SELECTED TEXT:
News and Information

12th treason suspect dies in custody
January 26, 2006

* WERNER MENGES

DEATH has released one of the 120 Caprivi high treason suspects on trial in the High Court in Windhoek, Flannan Ntelamo, from more than six years of Police custody.

Ntelamo died in the Windhoek Central Hospital on Tuesday evening.

He was 35 years old.

Judge Elton Hoff, who is presiding over the treason trial in which Ntelamo and 119 co-accused are being prosecuted over their alleged involvement in a plot to use armed means to secede the Caprivi Region from Namibia some seven years ago, was informed of Ntelamo's death when proceedings in the trial resumed before him yesterday morning.

Ntelamo is the 12th Caprivi treason suspect to have died while in Police custody, awaiting the finalisation of the treason trial.

The last death took place in November 2003.

Ntelamo had been seriously ill for months.

He spent the last months of last year in the Windhoek Central Hospital, where he died on Tuesday.

ACTIVITY:
According to the news article, where did Flannan Ntelamo die? The data that comes next was drawn from a separate source.

Saved data entries
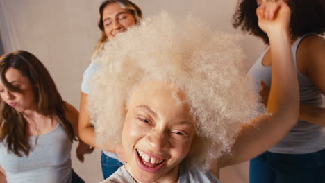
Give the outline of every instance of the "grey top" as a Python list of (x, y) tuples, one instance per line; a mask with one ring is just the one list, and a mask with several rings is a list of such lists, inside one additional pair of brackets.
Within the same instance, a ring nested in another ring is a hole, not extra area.
[[(89, 64), (88, 67), (83, 73), (83, 79), (81, 83), (81, 91), (85, 94), (90, 94), (90, 91), (91, 91), (90, 79), (94, 76), (94, 75), (96, 73), (98, 69), (99, 69), (99, 65), (96, 63), (96, 61), (100, 57), (101, 57), (101, 55), (98, 55), (93, 60), (92, 60), (92, 62)], [(117, 155), (116, 155), (115, 153), (108, 152), (108, 151), (103, 151), (103, 152), (106, 156), (116, 159), (122, 162), (122, 161), (119, 160), (119, 157), (117, 157)]]
[[(188, 170), (180, 166), (179, 174), (178, 183), (221, 183), (210, 171), (203, 173), (198, 168)], [(101, 183), (137, 183), (137, 182), (128, 173), (124, 165)]]
[(0, 143), (0, 166), (5, 170), (8, 183), (70, 183), (72, 172), (72, 141), (63, 128), (29, 138), (32, 149), (22, 157), (8, 152)]
[[(320, 107), (322, 105), (322, 92), (312, 83), (310, 78), (300, 73), (297, 64), (297, 50), (306, 36), (298, 38), (292, 47), (299, 85), (300, 103)], [(271, 85), (272, 67), (265, 67), (262, 64), (263, 58), (269, 49), (269, 48), (267, 48), (260, 55), (249, 71), (249, 75), (256, 80), (256, 85), (258, 86), (260, 85), (261, 80), (263, 80), (268, 87)], [(299, 120), (289, 133), (269, 151), (286, 154), (303, 154), (320, 150), (324, 148), (322, 129), (321, 126)]]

SOLUTION TO THIS PROBLEM:
He died in the Windhoek Central Hospital.